* What is being asked:
Write out the records below line for line, leaving out the pictures.

——

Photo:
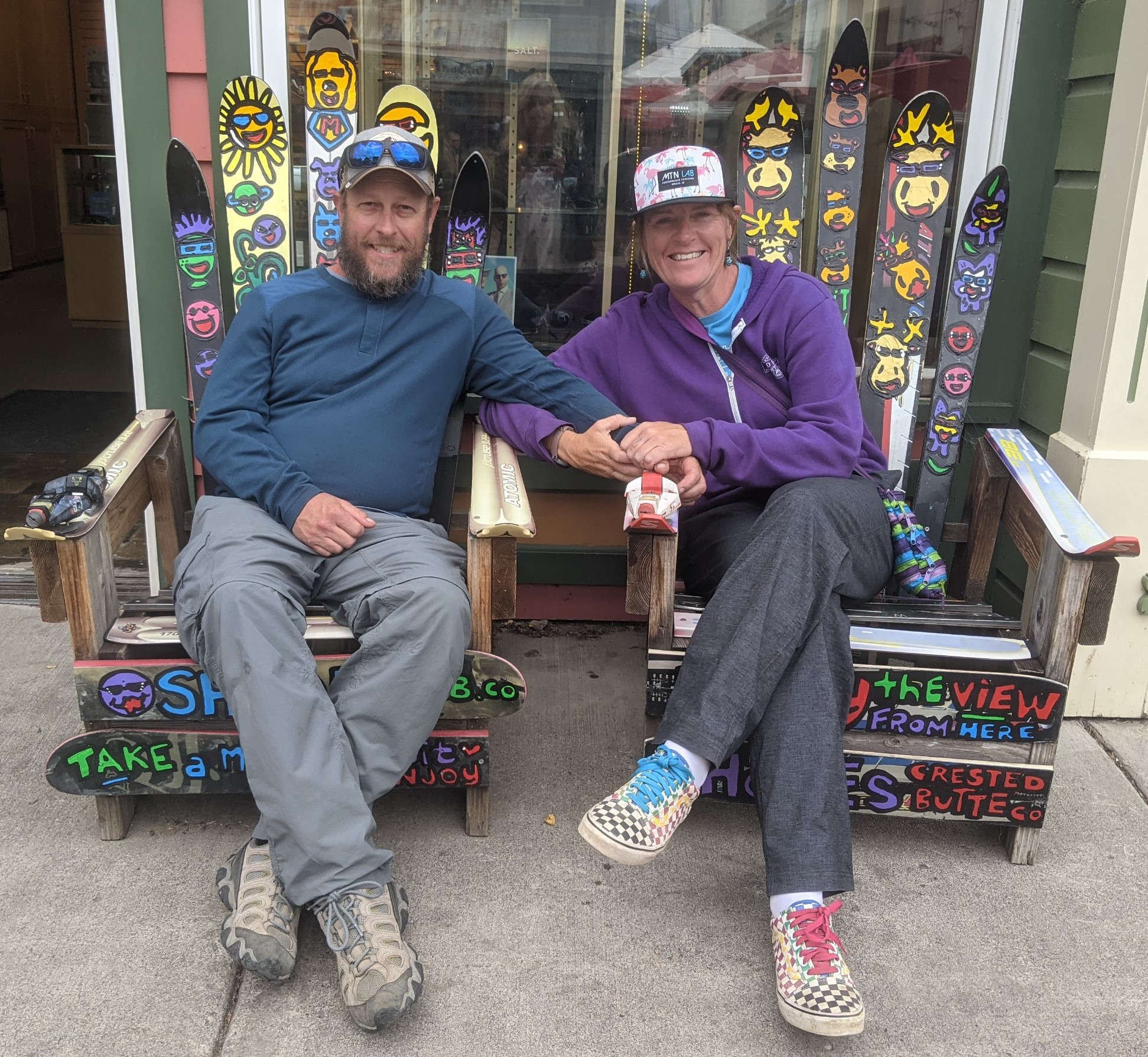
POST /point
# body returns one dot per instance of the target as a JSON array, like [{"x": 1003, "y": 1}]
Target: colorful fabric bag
[{"x": 916, "y": 565}]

——

* Solution:
Photo:
POST /point
# body returns one dot per instance of the target as a JSON array, like [{"x": 1003, "y": 1}]
Target: colorful fabric bag
[{"x": 916, "y": 565}]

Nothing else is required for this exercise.